# [Exercise prompt]
Render the lines from the one containing "[pin] white ceiling" up to and including the final line below as a JSON list of strings, one string per line, with blank lines omitted.
* Begin Records shown *
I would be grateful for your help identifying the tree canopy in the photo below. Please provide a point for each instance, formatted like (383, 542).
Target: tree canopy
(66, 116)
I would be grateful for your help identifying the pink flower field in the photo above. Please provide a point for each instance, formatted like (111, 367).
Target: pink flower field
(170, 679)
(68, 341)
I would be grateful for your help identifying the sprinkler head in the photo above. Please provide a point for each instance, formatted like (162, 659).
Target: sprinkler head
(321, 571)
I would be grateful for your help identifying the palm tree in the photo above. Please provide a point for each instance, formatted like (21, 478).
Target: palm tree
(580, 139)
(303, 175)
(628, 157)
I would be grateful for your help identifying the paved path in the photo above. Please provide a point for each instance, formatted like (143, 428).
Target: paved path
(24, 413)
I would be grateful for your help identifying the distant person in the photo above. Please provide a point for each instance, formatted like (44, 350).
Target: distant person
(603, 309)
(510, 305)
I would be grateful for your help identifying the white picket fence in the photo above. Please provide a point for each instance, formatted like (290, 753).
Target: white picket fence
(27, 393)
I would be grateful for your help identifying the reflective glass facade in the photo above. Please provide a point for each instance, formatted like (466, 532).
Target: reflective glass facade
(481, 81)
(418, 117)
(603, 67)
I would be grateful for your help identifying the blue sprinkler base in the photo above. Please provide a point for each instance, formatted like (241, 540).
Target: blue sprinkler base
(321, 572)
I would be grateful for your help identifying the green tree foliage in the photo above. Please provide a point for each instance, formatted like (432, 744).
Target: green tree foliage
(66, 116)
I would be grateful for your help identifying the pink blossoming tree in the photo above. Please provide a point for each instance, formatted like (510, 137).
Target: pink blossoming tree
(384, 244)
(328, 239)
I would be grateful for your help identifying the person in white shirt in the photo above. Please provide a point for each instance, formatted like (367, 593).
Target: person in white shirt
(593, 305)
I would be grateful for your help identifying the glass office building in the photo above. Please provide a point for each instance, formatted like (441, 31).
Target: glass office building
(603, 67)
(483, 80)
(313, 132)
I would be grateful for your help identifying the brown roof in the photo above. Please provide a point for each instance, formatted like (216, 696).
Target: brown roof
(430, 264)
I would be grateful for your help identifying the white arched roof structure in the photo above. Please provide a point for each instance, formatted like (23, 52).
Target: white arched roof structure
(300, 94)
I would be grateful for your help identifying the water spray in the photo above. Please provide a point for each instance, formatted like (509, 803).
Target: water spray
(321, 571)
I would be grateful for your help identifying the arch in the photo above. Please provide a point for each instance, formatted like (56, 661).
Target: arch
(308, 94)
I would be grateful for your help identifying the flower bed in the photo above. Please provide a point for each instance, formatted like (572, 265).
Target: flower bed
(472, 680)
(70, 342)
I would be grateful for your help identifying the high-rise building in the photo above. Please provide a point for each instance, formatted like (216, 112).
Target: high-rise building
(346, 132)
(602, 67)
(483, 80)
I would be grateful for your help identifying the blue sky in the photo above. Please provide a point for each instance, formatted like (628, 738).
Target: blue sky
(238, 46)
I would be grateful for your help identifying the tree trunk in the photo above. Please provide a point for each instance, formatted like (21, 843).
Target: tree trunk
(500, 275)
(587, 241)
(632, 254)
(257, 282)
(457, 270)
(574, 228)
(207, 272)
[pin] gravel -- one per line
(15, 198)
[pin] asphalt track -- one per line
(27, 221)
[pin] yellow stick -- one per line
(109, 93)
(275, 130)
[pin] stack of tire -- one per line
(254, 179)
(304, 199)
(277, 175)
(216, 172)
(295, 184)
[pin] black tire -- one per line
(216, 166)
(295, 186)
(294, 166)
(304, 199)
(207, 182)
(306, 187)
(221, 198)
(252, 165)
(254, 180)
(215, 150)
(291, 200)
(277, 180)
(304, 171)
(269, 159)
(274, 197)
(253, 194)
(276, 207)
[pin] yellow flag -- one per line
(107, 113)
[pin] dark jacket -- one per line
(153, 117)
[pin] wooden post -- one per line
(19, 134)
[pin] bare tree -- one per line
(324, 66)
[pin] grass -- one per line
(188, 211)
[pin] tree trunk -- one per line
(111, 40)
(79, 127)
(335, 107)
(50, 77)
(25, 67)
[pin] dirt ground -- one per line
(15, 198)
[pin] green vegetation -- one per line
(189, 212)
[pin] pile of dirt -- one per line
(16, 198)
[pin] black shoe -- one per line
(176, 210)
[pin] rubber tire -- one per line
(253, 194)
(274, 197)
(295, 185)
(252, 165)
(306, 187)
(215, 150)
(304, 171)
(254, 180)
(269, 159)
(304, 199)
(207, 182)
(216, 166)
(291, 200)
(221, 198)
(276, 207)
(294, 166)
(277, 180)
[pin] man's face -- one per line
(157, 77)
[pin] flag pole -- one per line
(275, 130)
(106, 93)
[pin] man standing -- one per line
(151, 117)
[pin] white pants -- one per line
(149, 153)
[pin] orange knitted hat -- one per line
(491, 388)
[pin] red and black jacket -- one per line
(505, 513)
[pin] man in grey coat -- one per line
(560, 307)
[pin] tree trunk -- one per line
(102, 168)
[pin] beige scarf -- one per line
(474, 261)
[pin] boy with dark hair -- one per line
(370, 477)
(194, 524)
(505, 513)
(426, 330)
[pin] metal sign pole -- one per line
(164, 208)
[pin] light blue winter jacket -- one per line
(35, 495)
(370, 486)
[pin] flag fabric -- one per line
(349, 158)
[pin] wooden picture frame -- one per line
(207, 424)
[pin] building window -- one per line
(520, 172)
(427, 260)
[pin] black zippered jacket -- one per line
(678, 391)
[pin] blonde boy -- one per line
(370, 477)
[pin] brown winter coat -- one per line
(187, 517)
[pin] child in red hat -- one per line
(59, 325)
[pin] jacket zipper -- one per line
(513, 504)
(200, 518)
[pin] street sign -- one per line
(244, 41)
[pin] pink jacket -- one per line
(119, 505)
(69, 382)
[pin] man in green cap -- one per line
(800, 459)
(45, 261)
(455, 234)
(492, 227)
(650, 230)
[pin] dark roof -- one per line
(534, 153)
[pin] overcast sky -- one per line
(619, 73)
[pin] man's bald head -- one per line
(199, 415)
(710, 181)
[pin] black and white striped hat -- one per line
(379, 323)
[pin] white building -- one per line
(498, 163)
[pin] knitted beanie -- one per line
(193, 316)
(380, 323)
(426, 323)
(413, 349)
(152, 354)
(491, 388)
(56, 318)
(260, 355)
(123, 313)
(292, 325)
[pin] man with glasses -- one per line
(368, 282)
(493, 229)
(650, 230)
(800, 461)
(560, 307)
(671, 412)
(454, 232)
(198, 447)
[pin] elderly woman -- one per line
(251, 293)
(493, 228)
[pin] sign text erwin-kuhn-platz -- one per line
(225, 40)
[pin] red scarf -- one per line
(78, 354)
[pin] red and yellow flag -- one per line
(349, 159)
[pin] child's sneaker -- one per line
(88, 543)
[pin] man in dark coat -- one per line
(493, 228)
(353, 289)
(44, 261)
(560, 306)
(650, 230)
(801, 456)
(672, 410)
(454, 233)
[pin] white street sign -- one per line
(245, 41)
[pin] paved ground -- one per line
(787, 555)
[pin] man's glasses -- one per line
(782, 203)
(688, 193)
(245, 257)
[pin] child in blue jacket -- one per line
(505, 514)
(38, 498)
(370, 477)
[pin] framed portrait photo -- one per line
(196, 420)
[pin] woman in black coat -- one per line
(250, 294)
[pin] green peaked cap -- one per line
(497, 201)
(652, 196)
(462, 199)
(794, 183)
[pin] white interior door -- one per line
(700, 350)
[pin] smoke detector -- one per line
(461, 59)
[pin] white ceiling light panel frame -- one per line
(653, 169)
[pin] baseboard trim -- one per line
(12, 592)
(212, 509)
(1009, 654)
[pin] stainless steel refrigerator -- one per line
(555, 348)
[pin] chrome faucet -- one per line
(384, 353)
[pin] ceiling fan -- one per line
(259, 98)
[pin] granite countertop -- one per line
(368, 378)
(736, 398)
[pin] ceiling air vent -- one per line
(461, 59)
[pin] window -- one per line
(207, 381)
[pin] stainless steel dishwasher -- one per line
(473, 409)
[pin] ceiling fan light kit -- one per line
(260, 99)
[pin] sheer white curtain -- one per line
* End Records shown *
# [Solution for this task]
[
  "[pin] white ceiling light panel frame -- one per line",
  "(653, 169)",
  "[pin] baseboard trim -- one per line",
  "(12, 592)",
  "(212, 509)",
  "(1009, 654)",
  "[pin] stainless steel refrigerator -- one per line",
  "(555, 348)",
  "[pin] chrome faucet -- one per line",
  "(384, 353)",
  "[pin] ceiling fan -- one per line",
  "(259, 98)",
  "[pin] granite countertop -- one per line",
  "(368, 378)",
  "(736, 398)",
  "[pin] ceiling air vent -- one per line",
  "(461, 59)",
  "[pin] window -- one per line",
  "(207, 381)",
  "[pin] stainless steel dishwasher -- one per line",
  "(473, 409)",
  "[pin] ceiling fan light kit -- one per line",
  "(260, 99)",
  "[pin] sheer white curtain -- one per line"
]